### YOUR INSTRUCTIONS
What is the number of lines in the entries that contain "tree"? Reply with that number only.

### SUPPLIED RECORDS
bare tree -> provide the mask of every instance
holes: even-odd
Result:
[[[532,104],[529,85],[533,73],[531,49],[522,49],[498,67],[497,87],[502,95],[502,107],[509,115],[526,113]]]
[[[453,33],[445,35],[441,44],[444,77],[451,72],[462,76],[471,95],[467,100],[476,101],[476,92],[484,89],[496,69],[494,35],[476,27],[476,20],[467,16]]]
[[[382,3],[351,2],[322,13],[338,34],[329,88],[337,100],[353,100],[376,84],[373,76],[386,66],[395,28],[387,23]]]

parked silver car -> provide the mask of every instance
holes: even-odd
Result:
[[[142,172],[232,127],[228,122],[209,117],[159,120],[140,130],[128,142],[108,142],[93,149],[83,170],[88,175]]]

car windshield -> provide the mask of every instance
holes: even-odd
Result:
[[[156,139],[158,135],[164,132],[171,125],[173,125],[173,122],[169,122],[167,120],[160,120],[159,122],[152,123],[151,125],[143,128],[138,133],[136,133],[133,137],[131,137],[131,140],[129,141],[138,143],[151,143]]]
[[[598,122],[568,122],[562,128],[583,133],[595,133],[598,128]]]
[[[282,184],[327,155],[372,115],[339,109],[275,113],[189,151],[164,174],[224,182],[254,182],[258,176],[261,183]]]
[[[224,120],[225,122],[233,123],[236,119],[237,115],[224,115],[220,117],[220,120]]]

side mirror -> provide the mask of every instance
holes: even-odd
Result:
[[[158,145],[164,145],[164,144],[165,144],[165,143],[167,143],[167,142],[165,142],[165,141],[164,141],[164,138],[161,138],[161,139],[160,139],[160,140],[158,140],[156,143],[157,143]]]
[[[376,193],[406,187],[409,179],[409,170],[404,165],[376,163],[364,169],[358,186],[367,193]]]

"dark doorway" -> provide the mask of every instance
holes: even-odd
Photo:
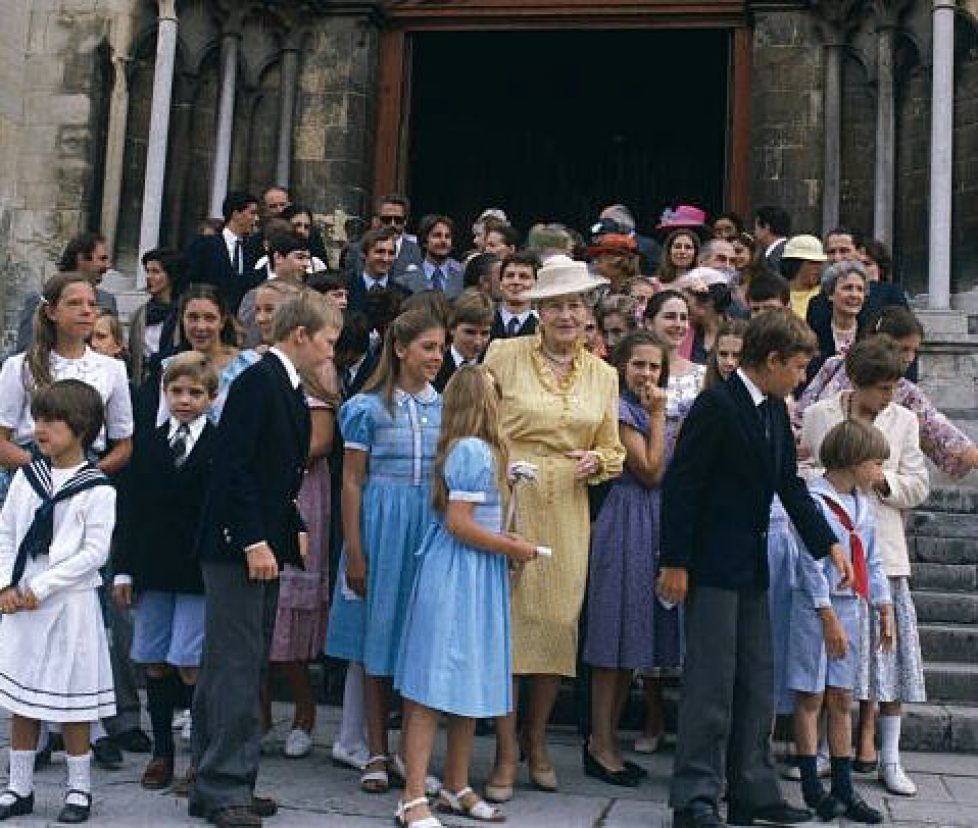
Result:
[[[585,229],[623,202],[723,206],[729,34],[721,30],[417,33],[409,132],[415,215],[467,227],[488,206],[526,229]]]

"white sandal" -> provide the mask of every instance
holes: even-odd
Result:
[[[428,797],[419,796],[417,799],[412,799],[410,802],[400,802],[397,803],[397,810],[394,812],[394,819],[401,828],[445,828],[441,821],[437,817],[433,817],[430,814],[421,819],[412,819],[408,821],[405,814],[412,808],[419,808],[422,805],[428,804]]]
[[[475,797],[476,801],[475,804],[466,806],[462,803],[462,800],[470,794]],[[460,816],[467,816],[470,819],[477,819],[480,822],[506,821],[506,815],[499,808],[494,808],[468,786],[462,788],[457,793],[452,793],[448,788],[442,788],[438,792],[438,801],[435,803],[435,808],[443,814],[458,814]]]
[[[384,763],[383,770],[367,770],[371,765]],[[390,777],[387,775],[387,757],[371,756],[364,766],[364,774],[360,777],[360,790],[364,793],[383,794],[387,793],[391,787]]]
[[[400,754],[394,754],[394,773],[401,778],[399,784],[403,785],[404,780],[407,779],[407,767],[404,765],[404,760],[401,758]],[[438,796],[438,792],[441,791],[441,780],[437,776],[432,776],[430,773],[424,778],[424,792],[427,796]]]

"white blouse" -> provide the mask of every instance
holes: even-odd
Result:
[[[10,429],[10,438],[18,445],[34,439],[31,417],[31,395],[24,386],[26,354],[10,357],[0,370],[0,427]],[[77,379],[91,385],[105,404],[105,427],[95,438],[96,452],[105,451],[106,440],[132,437],[132,399],[126,366],[118,359],[103,356],[85,346],[78,359],[66,359],[51,352],[51,376],[56,380]],[[28,381],[28,385],[29,385]]]

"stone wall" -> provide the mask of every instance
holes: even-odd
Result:
[[[876,95],[865,67],[849,55],[842,64],[841,152],[839,221],[853,231],[872,233]]]
[[[821,39],[808,12],[757,11],[752,80],[752,203],[781,205],[798,232],[818,232],[824,78]]]

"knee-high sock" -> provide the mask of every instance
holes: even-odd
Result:
[[[880,731],[880,763],[900,764],[900,717],[880,716],[877,720]]]
[[[68,762],[68,793],[65,795],[65,804],[85,806],[88,800],[76,792],[92,792],[92,752],[81,756],[69,754],[65,758]]]
[[[154,756],[173,756],[173,702],[178,683],[180,679],[174,675],[146,677],[146,707],[153,725]]]
[[[363,665],[351,661],[346,668],[343,713],[336,736],[336,741],[351,753],[367,750],[367,719],[364,714],[363,694]]]

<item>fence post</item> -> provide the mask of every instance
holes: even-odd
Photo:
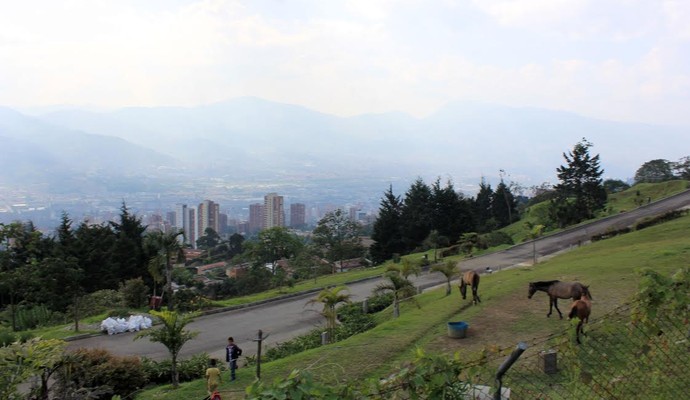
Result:
[[[498,367],[498,371],[496,372],[496,393],[494,393],[494,400],[501,400],[501,386],[503,385],[503,375],[510,369],[510,367],[513,366],[515,361],[517,361],[517,359],[520,358],[520,356],[525,350],[527,350],[527,343],[518,343],[517,347],[515,347],[515,350],[513,350],[510,356],[508,356],[508,358],[506,358],[506,360],[503,361],[503,364],[501,364],[501,366]]]
[[[328,331],[323,331],[321,332],[321,345],[325,346],[328,343],[330,343],[330,335],[328,334]]]
[[[261,379],[261,342],[263,342],[268,335],[264,336],[264,333],[259,329],[259,332],[256,335],[256,339],[253,339],[254,342],[257,342],[257,349],[256,349],[256,379]]]
[[[369,299],[364,299],[362,302],[362,312],[364,314],[369,314]]]

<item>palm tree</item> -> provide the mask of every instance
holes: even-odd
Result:
[[[544,234],[544,225],[535,225],[531,221],[525,222],[525,227],[529,229],[527,233],[527,238],[532,241],[532,259],[533,264],[537,265],[537,239],[539,239]]]
[[[180,385],[180,377],[177,372],[177,356],[180,354],[182,346],[187,341],[194,339],[199,332],[184,330],[184,327],[192,321],[196,314],[178,314],[175,311],[151,311],[151,315],[158,317],[163,326],[157,329],[140,332],[134,340],[149,337],[152,342],[161,343],[170,352],[172,363],[170,375],[172,385],[177,388]]]
[[[385,292],[393,293],[393,317],[398,318],[400,316],[400,302],[406,299],[414,300],[414,295],[416,294],[416,289],[414,284],[402,274],[395,270],[389,270],[383,276],[388,279],[387,282],[381,283],[374,288],[375,294],[381,294]],[[419,307],[419,305],[417,305]]]
[[[455,261],[446,261],[445,264],[438,264],[431,267],[432,271],[438,271],[446,277],[446,296],[450,295],[450,281],[458,274]]]
[[[336,307],[340,303],[350,303],[350,293],[341,293],[344,290],[348,290],[345,286],[336,286],[332,288],[325,288],[319,292],[318,296],[309,300],[307,304],[321,303],[323,304],[323,310],[321,315],[326,318],[326,328],[328,329],[328,335],[332,341],[335,334],[335,326],[338,320],[338,313],[336,312]]]
[[[165,291],[170,311],[175,309],[172,296],[172,264],[173,261],[176,263],[184,261],[182,244],[178,240],[180,235],[184,235],[184,231],[170,233],[156,231],[146,236],[146,243],[152,253],[149,259],[149,272],[155,283],[161,281],[160,271],[165,271]]]
[[[395,271],[403,278],[408,279],[412,274],[414,274],[414,276],[419,276],[419,273],[422,272],[422,267],[409,258],[403,258],[400,264],[389,265],[386,271]]]

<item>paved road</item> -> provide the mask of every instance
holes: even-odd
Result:
[[[540,238],[536,241],[537,252],[540,257],[553,254],[584,243],[592,235],[606,232],[612,228],[632,225],[640,218],[688,206],[690,206],[690,191],[624,214]],[[481,271],[486,267],[491,267],[496,270],[521,263],[530,263],[532,257],[532,242],[528,242],[499,253],[465,260],[461,263],[461,268]],[[352,299],[361,301],[370,296],[374,287],[380,282],[380,279],[372,279],[348,285]],[[415,285],[422,288],[444,282],[445,278],[438,273],[424,273],[414,278]],[[227,337],[230,335],[235,337],[235,341],[244,350],[244,355],[255,354],[256,343],[252,339],[256,337],[259,329],[264,334],[269,335],[264,342],[268,346],[305,333],[323,323],[318,305],[307,305],[314,296],[315,294],[312,293],[260,306],[199,317],[189,325],[190,330],[200,332],[199,336],[185,344],[181,356],[184,358],[206,352],[212,357],[224,359],[224,348]],[[113,336],[100,335],[72,341],[69,347],[99,347],[117,355],[141,355],[157,360],[168,357],[167,350],[163,345],[152,343],[146,338],[133,341],[134,336],[134,333]]]

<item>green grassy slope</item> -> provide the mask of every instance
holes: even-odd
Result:
[[[546,296],[527,299],[527,283],[536,280],[579,280],[591,285],[593,318],[613,310],[637,290],[636,270],[651,267],[671,273],[690,263],[690,217],[593,243],[559,255],[530,268],[515,268],[483,276],[482,303],[468,306],[457,291],[445,297],[443,288],[419,297],[421,308],[406,304],[402,316],[385,321],[375,329],[343,342],[324,346],[262,366],[263,379],[286,376],[294,368],[310,369],[328,382],[362,382],[386,376],[401,361],[411,358],[417,346],[433,352],[460,351],[472,357],[487,346],[514,346],[517,341],[541,337],[568,329],[567,321],[545,318]],[[561,304],[567,309],[568,302]],[[469,337],[457,340],[446,336],[446,322],[464,320],[470,324]],[[242,398],[251,383],[253,369],[240,369],[239,381],[224,384],[223,398]],[[158,387],[137,399],[187,399],[205,392],[202,380],[183,384],[176,391]]]

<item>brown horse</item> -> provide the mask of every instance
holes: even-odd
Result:
[[[540,281],[529,283],[528,299],[531,299],[537,291],[546,292],[549,295],[549,313],[547,317],[551,316],[553,308],[556,308],[558,315],[563,319],[561,310],[558,309],[558,299],[573,299],[579,300],[583,294],[592,299],[592,294],[589,292],[589,286],[585,286],[580,282],[561,282],[561,281]]]
[[[592,312],[592,300],[583,294],[579,300],[575,300],[573,305],[570,306],[570,314],[568,314],[568,319],[573,319],[578,317],[580,322],[577,323],[577,328],[575,328],[575,337],[577,339],[577,344],[580,344],[580,333],[584,334],[582,326],[589,322],[589,314]]]
[[[481,303],[482,300],[477,294],[477,289],[479,288],[479,274],[475,271],[467,271],[462,275],[460,279],[460,293],[462,293],[462,299],[467,298],[467,285],[472,287],[472,304]]]

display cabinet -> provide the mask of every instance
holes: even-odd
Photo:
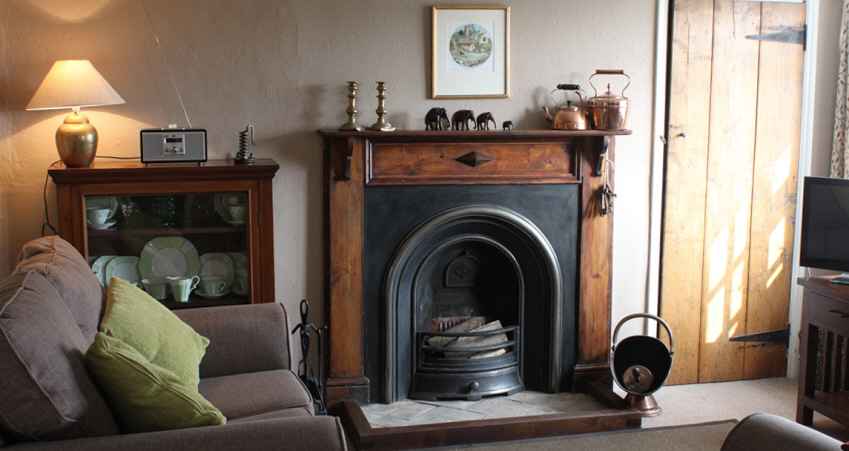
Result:
[[[271,159],[202,165],[56,163],[59,235],[108,287],[112,277],[169,308],[274,302]],[[197,276],[197,278],[194,278]],[[181,298],[181,283],[197,286]],[[186,283],[183,282],[182,285]]]

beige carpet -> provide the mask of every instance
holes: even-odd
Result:
[[[600,432],[569,437],[440,449],[471,451],[716,451],[722,447],[725,436],[728,435],[735,424],[737,424],[736,420],[728,420],[689,426]]]

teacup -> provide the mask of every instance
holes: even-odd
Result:
[[[189,295],[192,290],[197,288],[200,283],[200,277],[168,277],[168,284],[171,286],[171,294],[174,295],[174,300],[177,302],[188,302]]]
[[[168,297],[168,280],[164,277],[154,277],[151,279],[143,279],[144,291],[153,299],[161,301]]]
[[[203,288],[203,293],[208,295],[219,294],[227,289],[227,281],[217,276],[202,278],[200,285]]]
[[[251,283],[250,283],[250,282],[251,282],[251,281],[250,281],[250,279],[248,279],[247,277],[245,277],[245,278],[238,278],[238,279],[236,279],[236,280],[233,282],[233,284],[234,284],[234,285],[236,285],[236,288],[238,288],[238,289],[239,289],[239,292],[241,292],[241,293],[247,293],[247,292],[248,292],[248,290],[250,289],[250,286],[251,286]]]
[[[105,224],[111,216],[112,210],[108,208],[86,208],[89,224]]]
[[[227,208],[230,209],[230,217],[233,218],[234,221],[244,221],[245,220],[245,206],[244,205],[231,205]]]

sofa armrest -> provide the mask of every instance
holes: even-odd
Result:
[[[209,339],[201,379],[292,368],[289,321],[282,304],[249,304],[175,310]]]
[[[328,416],[274,418],[144,434],[21,443],[8,447],[9,451],[113,451],[116,449],[124,451],[166,449],[324,451],[347,448],[339,419]]]
[[[835,451],[840,441],[807,426],[769,413],[756,413],[737,423],[722,444],[722,451]]]

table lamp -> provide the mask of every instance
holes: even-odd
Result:
[[[124,99],[87,60],[56,61],[27,105],[27,111],[71,108],[56,130],[56,148],[65,166],[88,167],[97,152],[97,130],[80,107],[119,105]]]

### REPLY
2